▶ **Problem statement**: Rewrite every one of the records below as a single numbered list, one entry per line, with blank lines and pictures left out.

================

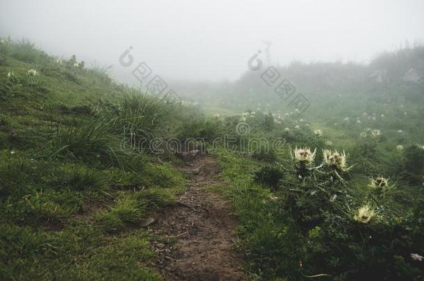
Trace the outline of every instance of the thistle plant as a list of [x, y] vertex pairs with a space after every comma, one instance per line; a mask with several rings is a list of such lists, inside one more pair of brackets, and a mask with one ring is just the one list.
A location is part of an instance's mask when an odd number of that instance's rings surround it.
[[296, 164], [296, 169], [301, 178], [304, 178], [307, 173], [313, 168], [313, 160], [315, 159], [315, 153], [316, 148], [313, 152], [311, 151], [309, 147], [300, 148], [297, 147], [294, 150], [294, 160]]
[[375, 212], [371, 207], [365, 205], [358, 209], [357, 214], [353, 217], [357, 221], [362, 223], [368, 223], [375, 217]]

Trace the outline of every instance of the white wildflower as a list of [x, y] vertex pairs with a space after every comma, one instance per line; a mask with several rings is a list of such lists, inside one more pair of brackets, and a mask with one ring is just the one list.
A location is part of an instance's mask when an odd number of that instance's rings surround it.
[[295, 161], [297, 164], [304, 164], [306, 167], [311, 166], [315, 158], [316, 148], [313, 152], [308, 147], [303, 148], [295, 148]]
[[323, 130], [322, 129], [313, 130], [313, 134], [315, 134], [316, 136], [320, 137], [323, 135]]
[[373, 137], [378, 137], [380, 135], [382, 135], [382, 131], [378, 129], [374, 129], [371, 131], [371, 135]]
[[35, 69], [29, 69], [28, 71], [28, 74], [30, 76], [35, 76], [38, 73], [37, 72], [37, 71]]
[[424, 257], [423, 257], [422, 255], [418, 255], [418, 254], [411, 253], [411, 258], [413, 260], [416, 260], [418, 262], [423, 262], [423, 259], [424, 259]]
[[337, 151], [331, 151], [325, 149], [323, 151], [324, 165], [332, 169], [346, 170], [346, 153], [339, 153]]
[[370, 187], [377, 189], [384, 189], [389, 187], [389, 179], [379, 176], [377, 178], [371, 178], [370, 180]]
[[361, 207], [358, 210], [357, 214], [354, 216], [355, 221], [359, 221], [362, 223], [368, 223], [371, 221], [371, 219], [374, 217], [374, 210], [373, 210], [370, 206], [366, 205]]

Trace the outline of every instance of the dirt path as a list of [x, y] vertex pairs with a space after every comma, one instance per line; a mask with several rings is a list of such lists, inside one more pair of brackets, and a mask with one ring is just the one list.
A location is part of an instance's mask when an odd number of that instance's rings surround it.
[[214, 159], [198, 155], [181, 169], [190, 176], [186, 190], [152, 226], [156, 235], [177, 241], [154, 244], [155, 266], [166, 280], [245, 280], [234, 249], [235, 218], [227, 201], [205, 189], [221, 180]]

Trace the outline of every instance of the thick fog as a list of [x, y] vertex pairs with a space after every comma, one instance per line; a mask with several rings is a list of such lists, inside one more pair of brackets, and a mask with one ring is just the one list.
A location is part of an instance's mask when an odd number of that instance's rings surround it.
[[1, 0], [0, 37], [28, 38], [88, 65], [134, 61], [170, 79], [236, 79], [270, 44], [270, 61], [366, 62], [407, 41], [423, 42], [424, 1]]

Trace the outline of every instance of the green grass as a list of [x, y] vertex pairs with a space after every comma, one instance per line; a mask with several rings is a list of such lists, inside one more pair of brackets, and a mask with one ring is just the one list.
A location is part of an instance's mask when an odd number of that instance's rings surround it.
[[124, 133], [171, 137], [175, 105], [27, 41], [0, 56], [0, 279], [161, 280], [140, 223], [186, 178]]

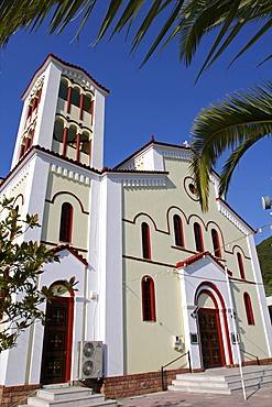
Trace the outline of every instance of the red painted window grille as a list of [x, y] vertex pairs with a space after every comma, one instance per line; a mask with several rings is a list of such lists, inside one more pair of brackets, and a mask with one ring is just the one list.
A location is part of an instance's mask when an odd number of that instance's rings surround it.
[[248, 324], [255, 324], [253, 310], [252, 310], [252, 305], [251, 305], [251, 299], [250, 299], [250, 296], [249, 296], [248, 293], [243, 293], [243, 301], [244, 301], [244, 308], [246, 308]]
[[204, 252], [203, 232], [199, 223], [194, 223], [195, 243], [197, 252]]
[[68, 87], [67, 84], [63, 80], [59, 84], [58, 97], [64, 100], [67, 100], [68, 98]]
[[215, 229], [211, 229], [211, 239], [213, 239], [213, 245], [214, 245], [214, 253], [216, 257], [221, 257], [221, 250], [220, 250], [220, 243], [219, 243], [219, 237]]
[[150, 227], [145, 222], [142, 223], [142, 252], [143, 258], [151, 258]]
[[62, 206], [59, 241], [72, 242], [73, 207], [68, 202]]
[[174, 215], [175, 245], [184, 248], [183, 223], [178, 215]]
[[237, 253], [237, 260], [238, 260], [240, 276], [241, 276], [242, 279], [246, 279], [246, 273], [244, 273], [244, 267], [243, 267], [241, 253]]
[[[17, 216], [18, 216], [18, 213], [19, 213], [19, 206], [17, 206], [15, 208], [14, 208], [14, 217], [17, 218]], [[14, 229], [17, 228], [17, 219], [13, 219], [12, 220], [12, 231], [11, 231], [11, 233], [10, 233], [10, 239], [12, 240], [13, 238], [14, 238]]]
[[155, 289], [154, 282], [149, 276], [142, 278], [142, 314], [143, 321], [155, 322]]

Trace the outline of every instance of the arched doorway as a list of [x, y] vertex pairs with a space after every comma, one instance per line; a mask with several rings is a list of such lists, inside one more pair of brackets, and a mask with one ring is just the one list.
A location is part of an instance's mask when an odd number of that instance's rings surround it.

================

▶ **Answer to the exercise**:
1. Trace the outline of every instance of the thistle plant as a list of [x, y] vertex pairs with a space after every comma, one instance per line; a mask with several rings is a list of such lists, inside one more pair of brackets, and a mask with one ring is just the one list.
2. A location is part of an instance's mask when an odd number of that instance's rings surround it.
3. [[296, 164], [296, 169], [301, 178], [304, 178], [307, 173], [313, 168], [313, 160], [315, 159], [315, 153], [316, 148], [313, 152], [311, 151], [309, 147], [300, 148], [297, 147], [294, 150], [294, 160]]
4. [[375, 212], [371, 207], [365, 205], [358, 209], [357, 214], [353, 217], [357, 221], [362, 223], [368, 223], [375, 217]]
5. Trace the outline of every instance of the white wildflower as a list of [x, y] vertex pairs with a space after every comma, one instance per line; a mask with several rings is a list of such lists, inside one more pair of brackets, and a mask with one ring is just the one list.
6. A location is part of an instance's mask when an odd number of that instance's rings surround it.
7. [[295, 161], [297, 164], [304, 164], [306, 167], [311, 166], [315, 158], [316, 148], [313, 152], [308, 147], [303, 148], [295, 148]]
8. [[323, 130], [322, 129], [313, 130], [313, 134], [315, 134], [316, 136], [320, 137], [323, 135]]
9. [[373, 137], [378, 137], [380, 135], [382, 135], [382, 131], [378, 129], [374, 129], [371, 131], [371, 135]]
10. [[35, 69], [29, 69], [28, 71], [28, 74], [30, 76], [35, 76], [38, 73], [37, 72], [37, 71]]
11. [[424, 257], [423, 257], [422, 255], [418, 255], [418, 254], [411, 253], [411, 258], [413, 260], [416, 260], [418, 262], [423, 262], [423, 259], [424, 259]]
12. [[337, 151], [331, 151], [325, 149], [323, 151], [324, 165], [332, 169], [346, 170], [346, 153], [339, 153]]
13. [[370, 187], [377, 189], [384, 189], [389, 187], [389, 179], [379, 176], [377, 178], [371, 178], [370, 180]]
14. [[361, 207], [358, 210], [357, 214], [354, 216], [355, 221], [359, 221], [362, 223], [368, 223], [371, 221], [371, 219], [374, 217], [374, 210], [373, 210], [370, 206], [366, 205]]
15. Trace the outline of every instance of the dirt path as a list of [x, y] vertex pairs with a space after every comma, one instance per line; a mask with several rings is a list of such lists, inside one more pair of brackets, and a mask with one ring is just the one list.
16. A location is part of an instance's mask when an odd number of that instance's rings surround it.
17. [[214, 159], [198, 155], [181, 169], [190, 176], [186, 190], [152, 226], [156, 235], [177, 241], [154, 244], [155, 266], [166, 280], [245, 280], [234, 249], [235, 218], [227, 201], [205, 189], [221, 180]]
18. Trace the outline of every instance of the thick fog as a list of [x, y] vertex pairs with a space after every comma, one instance per line; a mask with several rings is a list of such lists, inside one more pair of brackets, and a mask with one ring is just the one list.
19. A location is part of an instance's mask when an odd number of that instance's rings surround it.
20. [[1, 0], [0, 37], [28, 38], [88, 65], [134, 61], [170, 79], [236, 79], [270, 44], [270, 61], [366, 62], [407, 41], [423, 42], [424, 1]]
21. Trace the outline of every instance of the green grass as a list of [x, y] vertex pairs with a space after every comma, one instance per line; a mask with several rings is a list of such lists, inside one more pair of brackets, and a mask with one ring is just the one list.
22. A location is part of an instance's mask when an odd number of that instance's rings surround it.
23. [[124, 133], [171, 137], [175, 105], [27, 41], [0, 56], [0, 279], [161, 280], [140, 223], [186, 178]]
24. Trace the outline of every instance of the red painted window grille as a list of [x, y] vertex pairs with a space after every comma, one instance per line; a mask with several rings is a list of such lists, inside one more pair of brackets, and a mask with one ring is just the one list.
25. A location is part of an instance's mask when an odd number of that instance's rings surround it.
26. [[248, 324], [255, 324], [253, 310], [252, 310], [252, 305], [251, 305], [251, 299], [250, 299], [250, 296], [249, 296], [248, 293], [243, 293], [243, 301], [244, 301], [244, 308], [246, 308]]
27. [[204, 252], [203, 232], [199, 223], [194, 223], [195, 243], [197, 252]]
28. [[68, 87], [67, 84], [63, 80], [59, 84], [58, 97], [64, 100], [67, 100], [68, 98]]
29. [[215, 229], [211, 229], [211, 239], [213, 239], [213, 245], [214, 245], [214, 253], [216, 257], [221, 257], [221, 250], [220, 250], [220, 243], [219, 243], [219, 237]]
30. [[150, 227], [145, 222], [142, 223], [142, 252], [143, 258], [151, 258]]
31. [[62, 206], [59, 241], [72, 242], [73, 207], [68, 202]]
32. [[174, 215], [175, 245], [184, 248], [183, 223], [178, 215]]
33. [[237, 253], [237, 260], [238, 260], [240, 276], [241, 276], [242, 279], [246, 279], [246, 273], [244, 273], [244, 267], [243, 267], [241, 253]]
34. [[[17, 216], [18, 216], [18, 213], [19, 213], [19, 206], [17, 206], [15, 208], [14, 208], [14, 217], [17, 218]], [[14, 229], [17, 228], [17, 219], [13, 219], [12, 220], [12, 231], [11, 231], [11, 233], [10, 233], [10, 239], [12, 240], [13, 238], [14, 238]]]
35. [[155, 289], [154, 282], [149, 276], [142, 278], [142, 314], [143, 321], [155, 322]]
36. Trace the outline of every instance of the arched doorway as a list of [x, y] vertex pairs with a space after every comma, one instance per line; a mask with several rings is a list of such lists, inside one more pair of brackets, and a mask with one ring is just the one list.
37. A location is part of an instance's mask when an odd number of that instance's rings surround it.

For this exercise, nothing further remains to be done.